§ Reading text
_ _ _ _

I keep having to become somebody new, no matter how old I get. Publishing my first book at the age of 70 has felt alternately thrilling and terrifying. I don’t know who I am in this new role. To mix metaphors, I don’t know the ropes, but the train has left the station and I’m on it.
I wonder if the subject of my book, my seven greats grandfather John Dixwell, one of the 59 men who served as judges of Charles the First, was thrilled and terrified each of the many times he became somebody new. First, he became a regicide of a king, then he became a fugitive from justice, then he became a person living under an assumed name in the New Haven Colony, then, at the age of 66, he became a father for the first time.
When I was five, I had my first taste of the strangeness of a person becoming someone else. My oldest sister Marian, an unimaginably grownup seventh grader, reported during dinner that two young women, Lee Cross and Ellen Gross, had been chosen to be president of the student body and chair of the social service committee.
I didn’t know what those jobs meant, but I could tell Lee and Ellen were suddenly important in a new way. As we ate our dessert my mother deepened her voice and intoned:
“Is Lee Cross the big boss?
Or does Gross Ellen do all the yellin’?”
Sixty-five years later her clever doggerel remains in my brain. Lee and Ellen, if they are still with us, must be in their eighties. But aside from learning early to be awed by instantaneous great poetry, what I took away from that moment was that people could, overnight, become power houses. Yesterday those girls were just Lee and Ellen. Today they were running the show.
Charles the First became the king of England at the age of 25. Did he have to adjust to having all that power? Perhaps it took no time at all. In his era, when monarchs believed they had divine rights, he probably thought his tyrannical behavior was God-sanctioned.
In 1980, in the British Museum in London, I took notes in a new red notebook about a man I’d never heard of before, a man sharing my name who’d sentenced a king to death more than 300 years ago. I did not know that pursuing John Dixwell’s story for decades would lead to my writing an entire, complicated book about my quest and his life.

_ _ _ _

§ Recorded data

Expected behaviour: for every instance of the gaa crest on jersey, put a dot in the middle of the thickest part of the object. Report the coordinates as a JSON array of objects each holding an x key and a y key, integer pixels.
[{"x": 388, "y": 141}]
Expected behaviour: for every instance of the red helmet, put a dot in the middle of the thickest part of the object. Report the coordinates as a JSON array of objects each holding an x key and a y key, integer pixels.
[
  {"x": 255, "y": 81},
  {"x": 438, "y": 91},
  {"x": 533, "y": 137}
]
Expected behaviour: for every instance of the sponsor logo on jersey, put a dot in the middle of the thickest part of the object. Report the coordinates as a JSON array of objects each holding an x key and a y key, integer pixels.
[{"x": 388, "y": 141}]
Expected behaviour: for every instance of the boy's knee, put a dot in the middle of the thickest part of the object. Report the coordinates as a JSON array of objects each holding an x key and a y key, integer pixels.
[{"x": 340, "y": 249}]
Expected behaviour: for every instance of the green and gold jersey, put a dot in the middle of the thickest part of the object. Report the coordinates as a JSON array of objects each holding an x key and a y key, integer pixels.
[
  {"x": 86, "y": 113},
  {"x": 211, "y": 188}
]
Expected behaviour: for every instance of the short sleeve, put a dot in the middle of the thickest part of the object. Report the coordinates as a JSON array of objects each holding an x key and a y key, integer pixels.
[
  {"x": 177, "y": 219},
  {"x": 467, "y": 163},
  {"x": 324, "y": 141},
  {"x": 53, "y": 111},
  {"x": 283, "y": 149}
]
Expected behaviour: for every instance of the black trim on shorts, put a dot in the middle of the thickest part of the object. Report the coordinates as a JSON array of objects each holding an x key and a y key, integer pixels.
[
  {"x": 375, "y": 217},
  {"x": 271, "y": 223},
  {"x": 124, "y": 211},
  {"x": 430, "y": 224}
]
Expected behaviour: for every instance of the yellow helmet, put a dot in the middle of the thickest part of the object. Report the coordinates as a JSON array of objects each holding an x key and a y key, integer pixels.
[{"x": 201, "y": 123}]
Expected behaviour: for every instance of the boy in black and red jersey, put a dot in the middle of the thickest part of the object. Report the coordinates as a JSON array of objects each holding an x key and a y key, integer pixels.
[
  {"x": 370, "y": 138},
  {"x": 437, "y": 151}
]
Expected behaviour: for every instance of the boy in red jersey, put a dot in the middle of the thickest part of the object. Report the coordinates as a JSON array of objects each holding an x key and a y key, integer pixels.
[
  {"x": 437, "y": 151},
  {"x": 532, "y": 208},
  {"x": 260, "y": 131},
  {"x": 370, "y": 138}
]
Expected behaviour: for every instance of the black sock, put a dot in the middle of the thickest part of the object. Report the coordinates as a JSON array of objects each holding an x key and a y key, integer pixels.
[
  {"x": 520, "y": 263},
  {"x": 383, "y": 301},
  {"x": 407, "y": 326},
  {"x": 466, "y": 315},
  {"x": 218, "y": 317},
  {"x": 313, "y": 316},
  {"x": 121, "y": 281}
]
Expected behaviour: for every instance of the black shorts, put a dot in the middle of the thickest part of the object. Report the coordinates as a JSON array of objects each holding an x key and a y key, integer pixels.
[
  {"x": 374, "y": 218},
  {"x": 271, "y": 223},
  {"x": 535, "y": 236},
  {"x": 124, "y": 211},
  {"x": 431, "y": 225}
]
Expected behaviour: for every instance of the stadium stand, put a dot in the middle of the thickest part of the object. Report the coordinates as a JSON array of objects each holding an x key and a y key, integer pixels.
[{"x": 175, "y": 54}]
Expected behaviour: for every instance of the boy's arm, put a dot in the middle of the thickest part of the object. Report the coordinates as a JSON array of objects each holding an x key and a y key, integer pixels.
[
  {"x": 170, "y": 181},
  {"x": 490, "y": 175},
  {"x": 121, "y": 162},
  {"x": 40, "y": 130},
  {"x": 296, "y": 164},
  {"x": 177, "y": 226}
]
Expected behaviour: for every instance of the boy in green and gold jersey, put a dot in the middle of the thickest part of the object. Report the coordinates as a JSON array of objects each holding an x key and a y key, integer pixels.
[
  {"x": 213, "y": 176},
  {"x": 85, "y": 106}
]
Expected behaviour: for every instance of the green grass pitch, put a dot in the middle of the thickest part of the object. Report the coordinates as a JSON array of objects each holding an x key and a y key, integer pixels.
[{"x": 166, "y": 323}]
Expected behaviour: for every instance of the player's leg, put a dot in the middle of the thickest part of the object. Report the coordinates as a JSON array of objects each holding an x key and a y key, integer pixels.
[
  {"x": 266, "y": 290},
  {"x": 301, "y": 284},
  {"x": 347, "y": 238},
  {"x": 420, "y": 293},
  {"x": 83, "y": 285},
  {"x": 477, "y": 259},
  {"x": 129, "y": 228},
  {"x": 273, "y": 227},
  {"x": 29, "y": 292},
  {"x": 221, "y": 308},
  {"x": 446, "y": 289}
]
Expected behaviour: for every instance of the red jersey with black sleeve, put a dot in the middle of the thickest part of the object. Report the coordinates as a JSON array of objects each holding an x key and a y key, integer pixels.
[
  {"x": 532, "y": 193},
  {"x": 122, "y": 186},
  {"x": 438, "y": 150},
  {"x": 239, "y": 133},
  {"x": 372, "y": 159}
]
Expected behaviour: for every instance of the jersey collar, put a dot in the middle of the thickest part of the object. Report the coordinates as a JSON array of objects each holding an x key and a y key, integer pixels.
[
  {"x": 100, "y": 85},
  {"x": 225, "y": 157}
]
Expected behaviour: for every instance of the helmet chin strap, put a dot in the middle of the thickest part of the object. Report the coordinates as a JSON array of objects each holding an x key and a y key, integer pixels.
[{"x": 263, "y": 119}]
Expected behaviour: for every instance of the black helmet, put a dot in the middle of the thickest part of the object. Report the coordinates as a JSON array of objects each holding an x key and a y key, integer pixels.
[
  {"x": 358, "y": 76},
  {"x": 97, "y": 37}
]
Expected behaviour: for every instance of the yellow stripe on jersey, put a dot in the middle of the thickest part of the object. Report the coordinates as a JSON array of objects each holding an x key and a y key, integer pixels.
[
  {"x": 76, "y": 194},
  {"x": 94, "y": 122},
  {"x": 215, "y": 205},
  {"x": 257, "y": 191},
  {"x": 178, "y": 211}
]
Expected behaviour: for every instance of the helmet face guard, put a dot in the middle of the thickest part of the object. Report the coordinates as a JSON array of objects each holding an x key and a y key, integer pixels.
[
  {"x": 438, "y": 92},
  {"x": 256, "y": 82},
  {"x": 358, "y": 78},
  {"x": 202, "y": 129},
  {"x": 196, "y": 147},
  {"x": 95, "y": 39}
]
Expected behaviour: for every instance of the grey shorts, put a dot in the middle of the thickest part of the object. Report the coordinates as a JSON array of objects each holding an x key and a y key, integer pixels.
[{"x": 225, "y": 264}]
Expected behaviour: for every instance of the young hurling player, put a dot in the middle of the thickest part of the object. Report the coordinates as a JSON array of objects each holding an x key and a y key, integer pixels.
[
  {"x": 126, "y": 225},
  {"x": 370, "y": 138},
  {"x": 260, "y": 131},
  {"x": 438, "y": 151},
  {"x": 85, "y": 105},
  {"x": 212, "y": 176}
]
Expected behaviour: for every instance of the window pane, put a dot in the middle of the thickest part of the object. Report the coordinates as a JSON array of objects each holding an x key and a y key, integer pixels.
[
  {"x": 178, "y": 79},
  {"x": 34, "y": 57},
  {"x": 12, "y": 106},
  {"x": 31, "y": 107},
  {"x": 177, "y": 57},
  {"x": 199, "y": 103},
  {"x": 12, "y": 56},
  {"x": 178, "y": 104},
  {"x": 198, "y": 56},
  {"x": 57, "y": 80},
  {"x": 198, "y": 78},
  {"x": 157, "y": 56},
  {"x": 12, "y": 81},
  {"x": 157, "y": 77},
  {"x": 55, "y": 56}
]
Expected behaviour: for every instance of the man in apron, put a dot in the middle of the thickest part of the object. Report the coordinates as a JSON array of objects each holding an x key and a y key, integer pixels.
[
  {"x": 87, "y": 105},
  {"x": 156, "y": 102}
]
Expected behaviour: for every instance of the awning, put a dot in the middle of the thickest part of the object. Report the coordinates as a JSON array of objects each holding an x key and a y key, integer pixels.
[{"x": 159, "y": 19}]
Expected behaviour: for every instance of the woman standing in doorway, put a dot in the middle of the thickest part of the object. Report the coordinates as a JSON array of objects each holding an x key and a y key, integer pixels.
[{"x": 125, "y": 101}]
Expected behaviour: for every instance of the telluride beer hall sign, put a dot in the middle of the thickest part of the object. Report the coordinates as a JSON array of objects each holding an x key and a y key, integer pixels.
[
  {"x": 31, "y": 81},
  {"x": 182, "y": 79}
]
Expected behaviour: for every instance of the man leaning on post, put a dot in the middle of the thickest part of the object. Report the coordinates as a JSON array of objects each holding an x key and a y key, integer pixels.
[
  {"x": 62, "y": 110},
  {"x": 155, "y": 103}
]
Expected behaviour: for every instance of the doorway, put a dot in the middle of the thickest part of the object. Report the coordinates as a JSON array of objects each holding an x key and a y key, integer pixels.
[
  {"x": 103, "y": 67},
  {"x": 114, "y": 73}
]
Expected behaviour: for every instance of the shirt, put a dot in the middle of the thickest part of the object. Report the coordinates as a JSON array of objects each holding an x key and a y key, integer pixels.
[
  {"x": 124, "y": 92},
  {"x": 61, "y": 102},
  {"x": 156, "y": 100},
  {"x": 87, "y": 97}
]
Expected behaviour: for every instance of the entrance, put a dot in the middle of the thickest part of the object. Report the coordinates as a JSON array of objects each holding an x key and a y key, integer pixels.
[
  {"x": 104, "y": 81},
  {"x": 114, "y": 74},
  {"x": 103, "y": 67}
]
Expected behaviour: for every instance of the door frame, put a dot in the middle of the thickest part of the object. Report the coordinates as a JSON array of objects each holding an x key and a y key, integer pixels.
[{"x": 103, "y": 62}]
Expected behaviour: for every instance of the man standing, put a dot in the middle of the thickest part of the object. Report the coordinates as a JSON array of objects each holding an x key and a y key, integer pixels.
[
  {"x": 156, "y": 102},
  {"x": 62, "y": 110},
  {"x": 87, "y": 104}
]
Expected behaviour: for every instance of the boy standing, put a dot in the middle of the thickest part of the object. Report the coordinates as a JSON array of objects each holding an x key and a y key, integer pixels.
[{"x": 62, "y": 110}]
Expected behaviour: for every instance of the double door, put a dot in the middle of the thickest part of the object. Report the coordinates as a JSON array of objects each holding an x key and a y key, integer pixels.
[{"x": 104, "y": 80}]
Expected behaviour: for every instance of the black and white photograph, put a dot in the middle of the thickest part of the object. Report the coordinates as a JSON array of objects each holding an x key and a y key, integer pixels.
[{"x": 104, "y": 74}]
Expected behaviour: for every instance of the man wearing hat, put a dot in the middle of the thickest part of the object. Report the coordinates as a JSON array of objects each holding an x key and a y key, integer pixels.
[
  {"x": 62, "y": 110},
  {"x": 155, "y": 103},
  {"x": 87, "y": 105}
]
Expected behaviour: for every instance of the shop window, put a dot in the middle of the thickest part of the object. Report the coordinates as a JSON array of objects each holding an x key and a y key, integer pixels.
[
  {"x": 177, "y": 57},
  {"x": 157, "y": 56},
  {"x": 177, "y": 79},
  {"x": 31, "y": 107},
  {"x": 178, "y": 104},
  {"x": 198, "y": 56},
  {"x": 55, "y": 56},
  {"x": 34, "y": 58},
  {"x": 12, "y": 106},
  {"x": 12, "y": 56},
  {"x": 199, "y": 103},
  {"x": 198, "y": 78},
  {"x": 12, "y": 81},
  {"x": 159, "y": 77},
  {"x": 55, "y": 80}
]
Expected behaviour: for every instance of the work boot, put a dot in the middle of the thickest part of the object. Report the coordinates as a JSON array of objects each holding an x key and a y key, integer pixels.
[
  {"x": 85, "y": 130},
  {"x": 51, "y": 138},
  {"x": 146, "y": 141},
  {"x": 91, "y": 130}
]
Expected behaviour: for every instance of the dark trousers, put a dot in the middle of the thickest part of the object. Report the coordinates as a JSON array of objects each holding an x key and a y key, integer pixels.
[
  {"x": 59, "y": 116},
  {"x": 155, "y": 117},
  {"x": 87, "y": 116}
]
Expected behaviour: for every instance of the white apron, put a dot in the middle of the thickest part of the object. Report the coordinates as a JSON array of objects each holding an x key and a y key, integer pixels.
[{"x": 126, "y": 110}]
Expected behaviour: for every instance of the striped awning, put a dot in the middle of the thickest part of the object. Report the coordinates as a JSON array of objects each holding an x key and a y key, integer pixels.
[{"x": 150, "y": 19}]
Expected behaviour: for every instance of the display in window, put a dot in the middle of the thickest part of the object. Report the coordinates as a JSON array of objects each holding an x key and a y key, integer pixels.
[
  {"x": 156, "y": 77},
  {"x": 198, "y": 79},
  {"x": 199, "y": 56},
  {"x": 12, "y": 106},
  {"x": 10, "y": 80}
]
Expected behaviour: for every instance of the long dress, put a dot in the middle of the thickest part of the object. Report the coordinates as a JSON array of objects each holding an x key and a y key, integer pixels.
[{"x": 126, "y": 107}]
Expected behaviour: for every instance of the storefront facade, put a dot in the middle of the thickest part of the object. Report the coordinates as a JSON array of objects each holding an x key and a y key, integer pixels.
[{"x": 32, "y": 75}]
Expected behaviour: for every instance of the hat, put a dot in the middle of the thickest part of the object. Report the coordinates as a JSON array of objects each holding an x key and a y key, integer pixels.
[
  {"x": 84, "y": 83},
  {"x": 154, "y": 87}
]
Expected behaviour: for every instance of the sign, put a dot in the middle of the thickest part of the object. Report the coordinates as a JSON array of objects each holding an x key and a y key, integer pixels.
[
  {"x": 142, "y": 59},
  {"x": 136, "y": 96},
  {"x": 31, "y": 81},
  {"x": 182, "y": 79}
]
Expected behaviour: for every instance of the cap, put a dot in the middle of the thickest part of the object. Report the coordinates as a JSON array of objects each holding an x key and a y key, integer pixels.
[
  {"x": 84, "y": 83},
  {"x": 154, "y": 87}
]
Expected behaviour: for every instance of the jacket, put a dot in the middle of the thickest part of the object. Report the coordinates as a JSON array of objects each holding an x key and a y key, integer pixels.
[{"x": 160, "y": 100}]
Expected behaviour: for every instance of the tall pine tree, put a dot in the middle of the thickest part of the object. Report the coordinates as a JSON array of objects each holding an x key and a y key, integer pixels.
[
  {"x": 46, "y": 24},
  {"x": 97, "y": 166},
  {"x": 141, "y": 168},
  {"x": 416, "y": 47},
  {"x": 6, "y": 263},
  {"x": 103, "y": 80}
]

_ _ _ _

§ Work order 1
Decide whether each statement below agrees with the essay about John Dixwell. Answer yes or no for each, and quote the words from the essay that settle it.
(a) The writer published a first book at the age of 70.
(b) John Dixwell became a father for the first time at the age of 56.
(c) The writer first took notes about John Dixwell in the British Museum in 1980.
§ Work order 2
According to the essay about John Dixwell, how old was Charles the First when he became the king of England?
§ Work order 3
Continue the essay about John Dixwell from its last sentence.

§ Result 1
(a) Yes: "Publishing my first book at the age of 70 has felt alternately thrilling and terrifying."
(b) No: "then, at the age of 66, he became a father for the first time."
(c) Yes: "In 1980, in the British Museum in London, I took notes in a new red notebook about a man I’d never heard of before"

§ Result 2
He was 25.

§ Result 3
Yes. It’s 2022 now, and those notes written in a state of frightened excitement by whoever I was at 28, have become a book. The book is forcing me to become someone I don’t yet know in a play on an unfamiliar stage. I don’t know the lines.
It’s instructive and comforting, when I go hiking in the woods, to be reminded that I need not understand how these changes occur. Better, is slowing down to take them in. On this May morning, in western Massachusetts, I came across a plant that is particularly good, each fall, at becoming something new.
Its common name is Indian Cucumber-root. You can eat the crisp rhizome from which it rises anew each year. Its botanical name is Medeola Virginia, irrefutable evidence of the hold of the British Empire on the North American continent.
But here’s the shocker. In September, overnight, it undergoes a transformation.
The first time I saw that splash of red I stopped in my tracks. What? It wasn’t a flower, it was a bloody background for three black berries. “Eat me,” they seemed to be saying.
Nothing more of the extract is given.